Problem to solve – With the pictures removed, set down all of the entries below exactly.
■ ■ ■ ■ ■
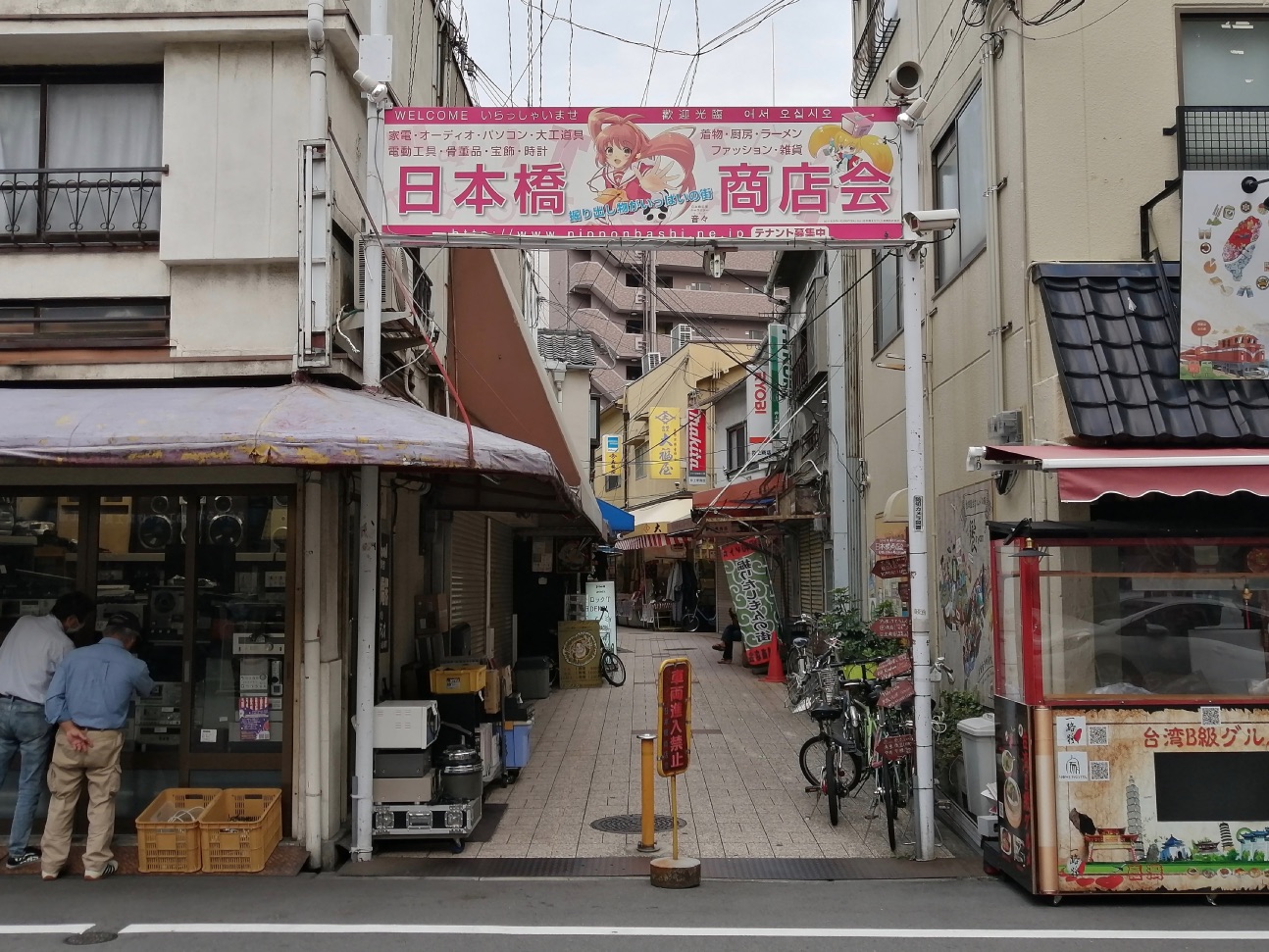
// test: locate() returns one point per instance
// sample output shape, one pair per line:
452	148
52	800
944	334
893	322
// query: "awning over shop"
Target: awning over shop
1086	475
656	518
634	543
750	496
618	520
296	425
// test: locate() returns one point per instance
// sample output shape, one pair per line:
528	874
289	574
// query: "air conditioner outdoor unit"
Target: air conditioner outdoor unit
395	259
681	335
■ ■ ■ ■ ■
Answer section –
// test: locate() returns one point per instance
// sample output shape, one pair per line:
452	148
52	800
944	334
893	322
// query: "awning over shop"
Target: awning over shop
1086	475
656	518
634	543
750	496
618	520
296	425
// test: locate() returns one point per instance
// sample output shape, one pair per line:
528	874
289	574
// query: "air conditioner outdoor unit"
Target: air conditioner outdoor unit
395	259
681	335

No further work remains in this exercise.